Format the lines from the one containing "Go ahead, prove it — where exactly is the light" through the last line of the dataset excerpt as a numbered list, including both of those lines and omitting any blank ones.

[Begin Provided records]

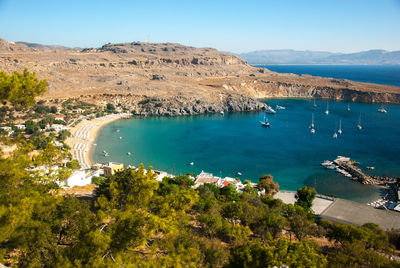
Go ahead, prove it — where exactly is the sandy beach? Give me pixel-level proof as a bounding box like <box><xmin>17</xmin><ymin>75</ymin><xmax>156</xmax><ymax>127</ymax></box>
<box><xmin>66</xmin><ymin>113</ymin><xmax>129</xmax><ymax>169</ymax></box>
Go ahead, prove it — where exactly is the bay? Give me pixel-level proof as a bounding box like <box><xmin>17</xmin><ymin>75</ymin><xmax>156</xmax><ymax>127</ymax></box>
<box><xmin>91</xmin><ymin>99</ymin><xmax>400</xmax><ymax>202</ymax></box>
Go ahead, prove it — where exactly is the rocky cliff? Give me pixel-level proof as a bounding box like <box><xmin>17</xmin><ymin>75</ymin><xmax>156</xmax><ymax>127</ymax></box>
<box><xmin>0</xmin><ymin>39</ymin><xmax>400</xmax><ymax>116</ymax></box>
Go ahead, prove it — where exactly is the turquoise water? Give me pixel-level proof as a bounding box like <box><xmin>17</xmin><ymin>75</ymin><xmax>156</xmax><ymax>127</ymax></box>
<box><xmin>92</xmin><ymin>99</ymin><xmax>400</xmax><ymax>202</ymax></box>
<box><xmin>257</xmin><ymin>65</ymin><xmax>400</xmax><ymax>86</ymax></box>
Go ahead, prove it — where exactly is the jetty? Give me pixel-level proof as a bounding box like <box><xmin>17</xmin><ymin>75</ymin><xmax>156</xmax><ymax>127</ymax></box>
<box><xmin>333</xmin><ymin>156</ymin><xmax>394</xmax><ymax>184</ymax></box>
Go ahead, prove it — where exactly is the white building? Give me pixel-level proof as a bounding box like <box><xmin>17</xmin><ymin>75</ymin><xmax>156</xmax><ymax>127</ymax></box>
<box><xmin>65</xmin><ymin>169</ymin><xmax>104</xmax><ymax>187</ymax></box>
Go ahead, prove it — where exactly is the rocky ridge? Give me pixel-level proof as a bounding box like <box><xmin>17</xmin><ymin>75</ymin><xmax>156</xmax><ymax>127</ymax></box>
<box><xmin>0</xmin><ymin>39</ymin><xmax>400</xmax><ymax>116</ymax></box>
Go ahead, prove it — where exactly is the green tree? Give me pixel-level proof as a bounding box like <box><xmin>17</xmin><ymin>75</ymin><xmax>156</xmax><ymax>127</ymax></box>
<box><xmin>0</xmin><ymin>69</ymin><xmax>48</xmax><ymax>107</ymax></box>
<box><xmin>257</xmin><ymin>175</ymin><xmax>279</xmax><ymax>196</ymax></box>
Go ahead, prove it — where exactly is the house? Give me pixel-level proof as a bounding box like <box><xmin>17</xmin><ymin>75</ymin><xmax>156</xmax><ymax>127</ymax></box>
<box><xmin>104</xmin><ymin>162</ymin><xmax>124</xmax><ymax>177</ymax></box>
<box><xmin>14</xmin><ymin>124</ymin><xmax>25</xmax><ymax>130</ymax></box>
<box><xmin>65</xmin><ymin>169</ymin><xmax>103</xmax><ymax>187</ymax></box>
<box><xmin>46</xmin><ymin>124</ymin><xmax>69</xmax><ymax>133</ymax></box>
<box><xmin>54</xmin><ymin>114</ymin><xmax>65</xmax><ymax>121</ymax></box>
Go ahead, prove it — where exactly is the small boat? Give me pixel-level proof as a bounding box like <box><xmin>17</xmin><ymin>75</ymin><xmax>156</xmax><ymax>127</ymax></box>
<box><xmin>276</xmin><ymin>105</ymin><xmax>286</xmax><ymax>110</ymax></box>
<box><xmin>357</xmin><ymin>113</ymin><xmax>362</xmax><ymax>130</ymax></box>
<box><xmin>338</xmin><ymin>119</ymin><xmax>342</xmax><ymax>134</ymax></box>
<box><xmin>265</xmin><ymin>106</ymin><xmax>276</xmax><ymax>114</ymax></box>
<box><xmin>378</xmin><ymin>105</ymin><xmax>387</xmax><ymax>114</ymax></box>
<box><xmin>310</xmin><ymin>113</ymin><xmax>314</xmax><ymax>128</ymax></box>
<box><xmin>260</xmin><ymin>114</ymin><xmax>271</xmax><ymax>127</ymax></box>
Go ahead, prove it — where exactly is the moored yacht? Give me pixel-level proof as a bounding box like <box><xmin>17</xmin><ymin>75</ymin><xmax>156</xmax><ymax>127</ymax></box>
<box><xmin>378</xmin><ymin>105</ymin><xmax>387</xmax><ymax>114</ymax></box>
<box><xmin>260</xmin><ymin>114</ymin><xmax>271</xmax><ymax>127</ymax></box>
<box><xmin>265</xmin><ymin>106</ymin><xmax>276</xmax><ymax>114</ymax></box>
<box><xmin>357</xmin><ymin>113</ymin><xmax>362</xmax><ymax>130</ymax></box>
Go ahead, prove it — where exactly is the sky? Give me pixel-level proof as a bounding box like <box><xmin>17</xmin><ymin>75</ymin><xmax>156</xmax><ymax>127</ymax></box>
<box><xmin>0</xmin><ymin>0</ymin><xmax>400</xmax><ymax>53</ymax></box>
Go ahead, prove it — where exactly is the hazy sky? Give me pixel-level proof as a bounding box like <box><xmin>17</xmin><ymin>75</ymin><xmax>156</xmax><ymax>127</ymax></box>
<box><xmin>0</xmin><ymin>0</ymin><xmax>400</xmax><ymax>52</ymax></box>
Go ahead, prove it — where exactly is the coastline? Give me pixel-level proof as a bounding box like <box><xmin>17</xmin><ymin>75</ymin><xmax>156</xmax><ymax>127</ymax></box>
<box><xmin>65</xmin><ymin>113</ymin><xmax>130</xmax><ymax>169</ymax></box>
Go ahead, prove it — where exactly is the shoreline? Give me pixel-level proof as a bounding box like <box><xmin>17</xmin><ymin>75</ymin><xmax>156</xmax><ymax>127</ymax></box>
<box><xmin>65</xmin><ymin>113</ymin><xmax>130</xmax><ymax>169</ymax></box>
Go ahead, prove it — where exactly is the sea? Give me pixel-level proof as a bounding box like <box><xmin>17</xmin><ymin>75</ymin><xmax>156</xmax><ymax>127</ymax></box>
<box><xmin>91</xmin><ymin>65</ymin><xmax>400</xmax><ymax>203</ymax></box>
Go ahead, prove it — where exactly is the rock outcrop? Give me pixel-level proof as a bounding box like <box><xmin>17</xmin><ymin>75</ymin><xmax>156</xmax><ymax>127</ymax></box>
<box><xmin>0</xmin><ymin>39</ymin><xmax>400</xmax><ymax>116</ymax></box>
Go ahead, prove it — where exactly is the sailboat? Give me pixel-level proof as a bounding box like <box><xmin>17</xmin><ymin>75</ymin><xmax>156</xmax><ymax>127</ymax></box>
<box><xmin>260</xmin><ymin>114</ymin><xmax>271</xmax><ymax>127</ymax></box>
<box><xmin>333</xmin><ymin>122</ymin><xmax>337</xmax><ymax>139</ymax></box>
<box><xmin>357</xmin><ymin>113</ymin><xmax>362</xmax><ymax>130</ymax></box>
<box><xmin>338</xmin><ymin>119</ymin><xmax>342</xmax><ymax>134</ymax></box>
<box><xmin>378</xmin><ymin>105</ymin><xmax>387</xmax><ymax>114</ymax></box>
<box><xmin>325</xmin><ymin>102</ymin><xmax>329</xmax><ymax>114</ymax></box>
<box><xmin>310</xmin><ymin>113</ymin><xmax>314</xmax><ymax>128</ymax></box>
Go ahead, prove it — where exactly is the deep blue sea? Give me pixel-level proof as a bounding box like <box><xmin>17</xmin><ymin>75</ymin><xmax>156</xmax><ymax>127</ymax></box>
<box><xmin>256</xmin><ymin>65</ymin><xmax>400</xmax><ymax>86</ymax></box>
<box><xmin>92</xmin><ymin>99</ymin><xmax>400</xmax><ymax>202</ymax></box>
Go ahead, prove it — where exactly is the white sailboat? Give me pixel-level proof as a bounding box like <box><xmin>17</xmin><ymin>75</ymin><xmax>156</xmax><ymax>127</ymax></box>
<box><xmin>310</xmin><ymin>113</ymin><xmax>314</xmax><ymax>128</ymax></box>
<box><xmin>260</xmin><ymin>114</ymin><xmax>271</xmax><ymax>127</ymax></box>
<box><xmin>325</xmin><ymin>102</ymin><xmax>329</xmax><ymax>114</ymax></box>
<box><xmin>357</xmin><ymin>113</ymin><xmax>362</xmax><ymax>130</ymax></box>
<box><xmin>333</xmin><ymin>122</ymin><xmax>337</xmax><ymax>139</ymax></box>
<box><xmin>378</xmin><ymin>105</ymin><xmax>387</xmax><ymax>114</ymax></box>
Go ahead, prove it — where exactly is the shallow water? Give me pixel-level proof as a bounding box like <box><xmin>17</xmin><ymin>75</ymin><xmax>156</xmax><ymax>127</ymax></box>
<box><xmin>92</xmin><ymin>99</ymin><xmax>400</xmax><ymax>202</ymax></box>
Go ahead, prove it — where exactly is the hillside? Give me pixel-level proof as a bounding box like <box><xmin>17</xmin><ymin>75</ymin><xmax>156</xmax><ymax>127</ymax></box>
<box><xmin>238</xmin><ymin>50</ymin><xmax>400</xmax><ymax>65</ymax></box>
<box><xmin>0</xmin><ymin>37</ymin><xmax>400</xmax><ymax>113</ymax></box>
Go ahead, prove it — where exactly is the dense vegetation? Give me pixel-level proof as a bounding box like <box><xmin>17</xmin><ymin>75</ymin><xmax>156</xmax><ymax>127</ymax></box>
<box><xmin>0</xmin><ymin>159</ymin><xmax>399</xmax><ymax>267</ymax></box>
<box><xmin>0</xmin><ymin>69</ymin><xmax>400</xmax><ymax>267</ymax></box>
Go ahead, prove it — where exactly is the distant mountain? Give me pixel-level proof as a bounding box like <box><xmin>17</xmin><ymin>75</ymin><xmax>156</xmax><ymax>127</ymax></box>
<box><xmin>15</xmin><ymin>42</ymin><xmax>75</xmax><ymax>50</ymax></box>
<box><xmin>236</xmin><ymin>49</ymin><xmax>400</xmax><ymax>64</ymax></box>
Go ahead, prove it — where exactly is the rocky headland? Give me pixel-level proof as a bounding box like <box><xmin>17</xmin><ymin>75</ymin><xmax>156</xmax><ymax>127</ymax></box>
<box><xmin>0</xmin><ymin>39</ymin><xmax>400</xmax><ymax>116</ymax></box>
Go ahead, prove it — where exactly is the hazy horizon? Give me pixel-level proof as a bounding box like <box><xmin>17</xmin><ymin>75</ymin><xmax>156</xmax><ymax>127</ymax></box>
<box><xmin>0</xmin><ymin>0</ymin><xmax>400</xmax><ymax>53</ymax></box>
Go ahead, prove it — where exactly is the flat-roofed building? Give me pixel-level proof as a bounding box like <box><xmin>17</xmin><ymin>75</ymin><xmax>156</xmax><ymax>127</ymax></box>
<box><xmin>104</xmin><ymin>162</ymin><xmax>124</xmax><ymax>177</ymax></box>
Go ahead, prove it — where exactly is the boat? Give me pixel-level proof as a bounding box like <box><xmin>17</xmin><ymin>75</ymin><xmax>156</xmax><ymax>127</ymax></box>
<box><xmin>265</xmin><ymin>106</ymin><xmax>276</xmax><ymax>114</ymax></box>
<box><xmin>310</xmin><ymin>114</ymin><xmax>314</xmax><ymax>128</ymax></box>
<box><xmin>276</xmin><ymin>105</ymin><xmax>286</xmax><ymax>110</ymax></box>
<box><xmin>357</xmin><ymin>113</ymin><xmax>362</xmax><ymax>130</ymax></box>
<box><xmin>378</xmin><ymin>105</ymin><xmax>387</xmax><ymax>114</ymax></box>
<box><xmin>260</xmin><ymin>114</ymin><xmax>271</xmax><ymax>127</ymax></box>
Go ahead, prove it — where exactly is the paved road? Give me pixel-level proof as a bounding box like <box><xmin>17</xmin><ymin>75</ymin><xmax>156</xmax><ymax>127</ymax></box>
<box><xmin>274</xmin><ymin>192</ymin><xmax>400</xmax><ymax>230</ymax></box>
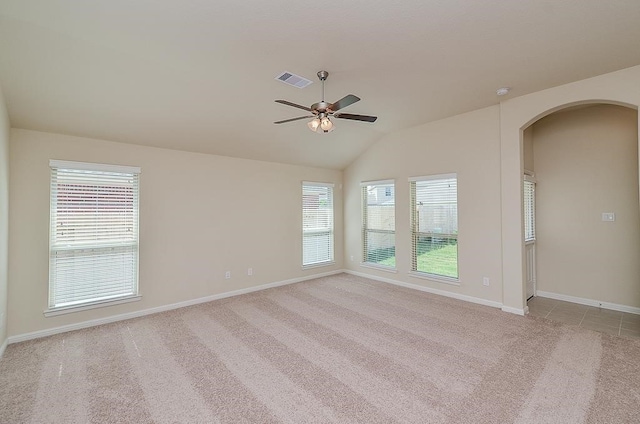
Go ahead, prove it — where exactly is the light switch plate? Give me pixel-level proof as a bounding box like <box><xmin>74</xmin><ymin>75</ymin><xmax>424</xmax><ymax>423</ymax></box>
<box><xmin>602</xmin><ymin>212</ymin><xmax>616</xmax><ymax>222</ymax></box>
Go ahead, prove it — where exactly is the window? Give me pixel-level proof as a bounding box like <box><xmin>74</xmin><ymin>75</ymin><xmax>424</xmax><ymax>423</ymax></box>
<box><xmin>48</xmin><ymin>160</ymin><xmax>140</xmax><ymax>314</ymax></box>
<box><xmin>524</xmin><ymin>175</ymin><xmax>536</xmax><ymax>242</ymax></box>
<box><xmin>409</xmin><ymin>174</ymin><xmax>458</xmax><ymax>280</ymax></box>
<box><xmin>302</xmin><ymin>182</ymin><xmax>333</xmax><ymax>266</ymax></box>
<box><xmin>362</xmin><ymin>181</ymin><xmax>396</xmax><ymax>268</ymax></box>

[End Provided records]

■ Expected output:
1. Go ahead, prove it — where exactly is the light switch plate? Give me pixel-level proof as a bounding box like <box><xmin>74</xmin><ymin>75</ymin><xmax>424</xmax><ymax>423</ymax></box>
2. <box><xmin>602</xmin><ymin>212</ymin><xmax>616</xmax><ymax>222</ymax></box>
3. Go ahead, prove it — where exactly is the window? Give me pixel-level proof as a bounding box like <box><xmin>74</xmin><ymin>75</ymin><xmax>424</xmax><ymax>423</ymax></box>
4. <box><xmin>48</xmin><ymin>160</ymin><xmax>140</xmax><ymax>314</ymax></box>
5. <box><xmin>524</xmin><ymin>175</ymin><xmax>536</xmax><ymax>242</ymax></box>
6. <box><xmin>409</xmin><ymin>174</ymin><xmax>458</xmax><ymax>280</ymax></box>
7. <box><xmin>302</xmin><ymin>182</ymin><xmax>333</xmax><ymax>266</ymax></box>
8. <box><xmin>362</xmin><ymin>181</ymin><xmax>396</xmax><ymax>268</ymax></box>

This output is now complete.